**Given problem 1**
In the Holocaust unit text, rewrite the stretch from "Each railroad car, be" through "for camp arrival.(http://www.ushmm.org)", swapping "bucket" for "pail".
**Given problem 2**
Name every neutral or non-occupied country that the Holocaust unit text gives as a source of the Nazi regime's estimate of Jews left to kill.

**Text shown**
Download Unit: Fahr-Lynn-unit-1.pdf

Did you try this unit in your classroom? Give us your feedback here.


Full Unit Text
Rationale

This curriculum will be taught in the English 1 class during the required reading of Elie Wiesel’s novel, Night.  The Holocaust was the German persecution of 6 million Jews. The mass murder of Jews began in 1933 and did not stop until 1945 with the liberation of the concentration camps.  The most efficient months of killing of Jews by the Nazis were April 1942-November of 1942. (Holocaust-tcr.org) The value the Jewish culture and tradition that had lasted 2000 years was dead by 1945. The term, “holocaust” is Greek meaning sacred fire. It was a state of Germany sponsored a systematic persecution and annihilation of millions of people deemed undesirable by German authority. Jews were the primary victims. Other perceived “radical inferiority” groups were the Roma or Gypsies, disabled, Slavic people like Poles and Russians, communists, socialists, Jehovah witnesses and homosexuals. (www.yadvashem.org)

The railroad system played a large part in the German army’s ability to round up many people but by number, mostly Jews. The Jews came from Germany, Poland and countries surrounding Hitler’s Germany. They were placed in concentration camps around Germany. (www.jewishvirtuallibrary.org) It was in late January 1942 in Berlin, Germany at the Wannsee Conference that the final coordination was put annihilation of Jews was formulated. The Nazi regime estimated that about 11 million Jews were left to kill. These numbers came from neutral and non-occupied countries of Ireland, Sweden, Turkey, and Great Britain.  Jews were to be deported from cities and sent to killing centers in Poland. In 1942, Jews were told they were going to labor camps but the reality was sending them to extermination camps.(http://www.ushmm.org)

Each railroad car, be it freight or passenger car, were packed and sealed shut from the outside. Rail cars were not that large for the vast number of people packed in them. The interior of a car was about 26 feet 2 inches in area. The interior height was 7 feet 4 inches in the center of the car and 7 feet on the outside of the car. Deportees suffered from intense heat in the summer sun, extreme freezing temperatures in the winter, the foul stench of urine and human feces. A bucket was provided for relief of urine and feces but not emptied properly. No food or water was given in transport eve if the travel would take days for camp arrival.(http://www.ushmm.org)

The book, Night, describes the firsthand account of an adolescent boy’s journey from a peaceful home and to the chaos of a cattle car transport with his family during World War II. Being ripped away from his mother and sisters to navigate a ghastly concentration camp with only his father, Elie Wiesel bore witness first hand to the atrocities of World War II in a concentration camp, which included the death of his father.

The survivors never wanted revenge for the horror of the holocaust. They simply left the camps and rebuilt their lives with what Yad Vashem recalls,  “new families forever under the shadow of those absent; new life stories, forever warped by the wounds; new communities forever haunted by the loss.”

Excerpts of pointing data
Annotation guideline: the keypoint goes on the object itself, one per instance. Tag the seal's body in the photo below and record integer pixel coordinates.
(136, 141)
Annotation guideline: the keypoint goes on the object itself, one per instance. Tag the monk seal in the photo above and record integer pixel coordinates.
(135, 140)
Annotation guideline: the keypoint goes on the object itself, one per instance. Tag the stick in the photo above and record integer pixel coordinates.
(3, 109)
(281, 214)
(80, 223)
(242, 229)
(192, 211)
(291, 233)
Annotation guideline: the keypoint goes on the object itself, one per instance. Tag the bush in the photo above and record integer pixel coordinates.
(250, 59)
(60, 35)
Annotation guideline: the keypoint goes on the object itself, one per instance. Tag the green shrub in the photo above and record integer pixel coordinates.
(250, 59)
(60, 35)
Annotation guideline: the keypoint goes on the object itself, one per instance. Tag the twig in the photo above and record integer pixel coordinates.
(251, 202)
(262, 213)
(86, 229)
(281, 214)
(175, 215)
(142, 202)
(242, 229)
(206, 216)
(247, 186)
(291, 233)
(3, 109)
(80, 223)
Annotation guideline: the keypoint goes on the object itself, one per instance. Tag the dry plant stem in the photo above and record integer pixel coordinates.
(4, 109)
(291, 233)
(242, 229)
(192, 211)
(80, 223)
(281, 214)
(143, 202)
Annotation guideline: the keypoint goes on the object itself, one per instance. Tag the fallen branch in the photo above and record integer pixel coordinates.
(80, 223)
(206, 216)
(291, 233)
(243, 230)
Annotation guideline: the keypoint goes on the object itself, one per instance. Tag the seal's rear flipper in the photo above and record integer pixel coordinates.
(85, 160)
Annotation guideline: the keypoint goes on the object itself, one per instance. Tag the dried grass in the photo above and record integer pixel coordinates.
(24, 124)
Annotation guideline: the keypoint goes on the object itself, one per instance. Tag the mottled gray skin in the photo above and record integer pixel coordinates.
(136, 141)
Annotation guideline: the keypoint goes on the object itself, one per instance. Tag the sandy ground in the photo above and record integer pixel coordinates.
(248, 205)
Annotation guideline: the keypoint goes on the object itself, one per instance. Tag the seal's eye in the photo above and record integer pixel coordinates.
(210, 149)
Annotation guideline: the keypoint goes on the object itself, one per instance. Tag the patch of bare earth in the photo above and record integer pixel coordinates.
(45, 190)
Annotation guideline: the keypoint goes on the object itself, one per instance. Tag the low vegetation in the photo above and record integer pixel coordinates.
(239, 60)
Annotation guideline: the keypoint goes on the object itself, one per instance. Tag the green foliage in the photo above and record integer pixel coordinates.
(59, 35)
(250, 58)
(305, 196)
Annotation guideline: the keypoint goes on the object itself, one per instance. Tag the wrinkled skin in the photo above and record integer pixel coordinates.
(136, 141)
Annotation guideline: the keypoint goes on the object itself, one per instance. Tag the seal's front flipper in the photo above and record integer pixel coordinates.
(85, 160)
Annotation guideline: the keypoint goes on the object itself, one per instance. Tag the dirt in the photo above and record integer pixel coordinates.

**Reply 1**
Each railroad car, be it freight or passenger car, were packed and sealed shut from the outside. Rail cars were not that large for the vast number of people packed in them. The interior of a car was about 26 feet 2 inches in area. The interior height was 7 feet 4 inches in the center of the car and 7 feet on the outside of the car. Deportees suffered from intense heat in the summer sun, extreme freezing temperatures in the winter, the foul stench of urine and human feces. A pail was provided for relief of urine and feces but not emptied properly. No food or water was given in transport eve if the travel would take days for camp arrival.(http://www.ushmm.org)

**Reply 2**
Ireland, Sweden, Turkey, Great Britain